## Start Entries provided
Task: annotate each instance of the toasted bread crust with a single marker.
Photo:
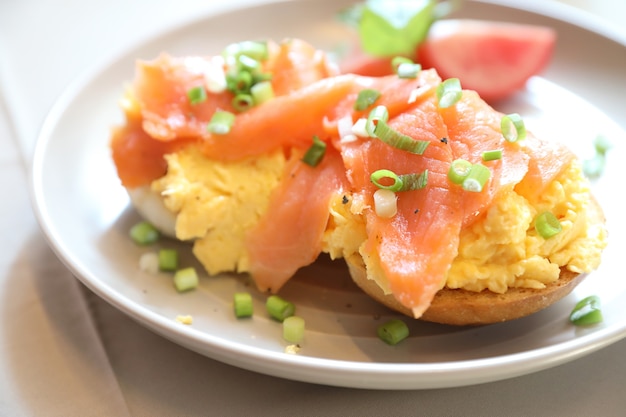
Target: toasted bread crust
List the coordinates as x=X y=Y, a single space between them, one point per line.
x=461 y=307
## End Entries provided
Please recast the lines above as a JSON list of strings, one string per line, with blank lines dropped and the pictures left out.

* **Complete response**
[
  "Task: annotate each instance of the toasted bread crust with a single marker.",
  "Photo:",
  "Target: toasted bread crust",
  "List the coordinates as x=X y=Y, a single space between them, one point per line.",
  "x=461 y=307"
]